ACTIVITY = The expected answer is a copy of every line in the listing that has the word "shirt".

DATA EXCERPTS =

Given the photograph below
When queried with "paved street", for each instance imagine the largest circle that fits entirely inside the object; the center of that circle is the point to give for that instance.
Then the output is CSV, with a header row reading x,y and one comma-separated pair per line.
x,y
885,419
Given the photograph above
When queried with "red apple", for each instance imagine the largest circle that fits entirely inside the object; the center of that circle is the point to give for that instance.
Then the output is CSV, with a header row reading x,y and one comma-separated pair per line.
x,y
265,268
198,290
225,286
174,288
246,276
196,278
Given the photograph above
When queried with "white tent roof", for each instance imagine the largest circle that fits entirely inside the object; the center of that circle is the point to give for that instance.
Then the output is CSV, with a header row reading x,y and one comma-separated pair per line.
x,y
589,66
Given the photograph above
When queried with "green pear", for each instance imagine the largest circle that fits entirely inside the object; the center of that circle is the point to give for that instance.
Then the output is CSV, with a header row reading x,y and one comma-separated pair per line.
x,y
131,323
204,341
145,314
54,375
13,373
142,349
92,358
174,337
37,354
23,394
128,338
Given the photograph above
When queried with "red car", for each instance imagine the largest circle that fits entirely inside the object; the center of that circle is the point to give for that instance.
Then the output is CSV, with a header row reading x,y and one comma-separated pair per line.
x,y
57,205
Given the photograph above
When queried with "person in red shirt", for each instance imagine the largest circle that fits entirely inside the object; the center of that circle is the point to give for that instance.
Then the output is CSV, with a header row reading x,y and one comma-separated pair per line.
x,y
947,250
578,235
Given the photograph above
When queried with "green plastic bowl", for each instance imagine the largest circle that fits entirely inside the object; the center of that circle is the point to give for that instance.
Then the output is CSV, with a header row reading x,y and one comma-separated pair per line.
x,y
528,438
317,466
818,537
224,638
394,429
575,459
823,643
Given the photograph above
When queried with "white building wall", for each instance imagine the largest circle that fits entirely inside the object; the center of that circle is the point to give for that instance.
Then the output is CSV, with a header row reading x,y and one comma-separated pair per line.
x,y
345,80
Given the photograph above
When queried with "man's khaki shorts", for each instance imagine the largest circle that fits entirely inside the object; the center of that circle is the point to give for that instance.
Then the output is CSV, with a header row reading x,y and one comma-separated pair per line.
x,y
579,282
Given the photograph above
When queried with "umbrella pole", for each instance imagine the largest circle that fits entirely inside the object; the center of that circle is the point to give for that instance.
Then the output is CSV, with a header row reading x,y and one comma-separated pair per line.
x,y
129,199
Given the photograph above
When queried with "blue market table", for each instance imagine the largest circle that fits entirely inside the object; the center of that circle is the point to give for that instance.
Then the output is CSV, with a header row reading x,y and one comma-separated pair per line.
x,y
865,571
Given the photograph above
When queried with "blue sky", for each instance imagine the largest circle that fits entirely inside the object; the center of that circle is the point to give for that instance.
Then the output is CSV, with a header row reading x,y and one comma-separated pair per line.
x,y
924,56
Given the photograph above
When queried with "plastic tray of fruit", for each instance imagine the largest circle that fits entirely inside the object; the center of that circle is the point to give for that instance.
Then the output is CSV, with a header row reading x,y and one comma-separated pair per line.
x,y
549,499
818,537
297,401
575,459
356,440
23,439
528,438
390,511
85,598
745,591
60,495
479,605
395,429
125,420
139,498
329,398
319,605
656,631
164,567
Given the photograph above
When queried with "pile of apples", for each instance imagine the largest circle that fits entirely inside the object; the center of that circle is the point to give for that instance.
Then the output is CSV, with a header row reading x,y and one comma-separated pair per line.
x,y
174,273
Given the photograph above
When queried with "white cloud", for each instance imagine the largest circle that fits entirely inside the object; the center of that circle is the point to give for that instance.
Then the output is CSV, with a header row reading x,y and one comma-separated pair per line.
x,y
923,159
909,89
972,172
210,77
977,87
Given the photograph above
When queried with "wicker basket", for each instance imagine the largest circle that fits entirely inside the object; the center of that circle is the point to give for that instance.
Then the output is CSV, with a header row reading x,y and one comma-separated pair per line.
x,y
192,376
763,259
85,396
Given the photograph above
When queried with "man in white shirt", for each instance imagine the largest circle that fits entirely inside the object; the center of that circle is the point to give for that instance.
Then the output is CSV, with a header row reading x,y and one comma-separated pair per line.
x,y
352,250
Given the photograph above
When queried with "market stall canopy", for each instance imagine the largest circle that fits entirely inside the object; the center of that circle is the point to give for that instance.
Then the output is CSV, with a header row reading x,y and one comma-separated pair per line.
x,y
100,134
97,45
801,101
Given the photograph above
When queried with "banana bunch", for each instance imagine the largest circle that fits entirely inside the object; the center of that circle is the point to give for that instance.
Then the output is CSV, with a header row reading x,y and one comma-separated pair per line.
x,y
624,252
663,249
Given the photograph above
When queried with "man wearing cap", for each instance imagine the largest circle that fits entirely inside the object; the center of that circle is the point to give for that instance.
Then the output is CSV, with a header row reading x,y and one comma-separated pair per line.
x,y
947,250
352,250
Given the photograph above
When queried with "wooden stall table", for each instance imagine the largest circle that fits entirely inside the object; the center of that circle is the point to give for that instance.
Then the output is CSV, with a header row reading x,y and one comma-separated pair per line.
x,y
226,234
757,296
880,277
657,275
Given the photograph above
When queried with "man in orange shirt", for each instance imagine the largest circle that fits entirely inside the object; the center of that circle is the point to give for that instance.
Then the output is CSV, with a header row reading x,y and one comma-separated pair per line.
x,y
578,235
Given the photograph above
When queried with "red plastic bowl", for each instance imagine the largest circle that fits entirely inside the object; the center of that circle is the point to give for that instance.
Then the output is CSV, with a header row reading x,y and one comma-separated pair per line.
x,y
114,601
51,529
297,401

OUTPUT FOR THIS EXERCISE =
When queried with "person in red shirt", for each instance imagine the largest circle that fits entirely inside the object; the center of that circle is the point to give for that instance.
When queried with "man in white shirt", for each instance imagine the largest circle that fits entirely inside the object; the center of that circle is the point to give for that instance.
When queried with "man in orange shirt", for each instance imagine the largest circle that fits entirely inside the object; the center of that circle is the point to give for that instance.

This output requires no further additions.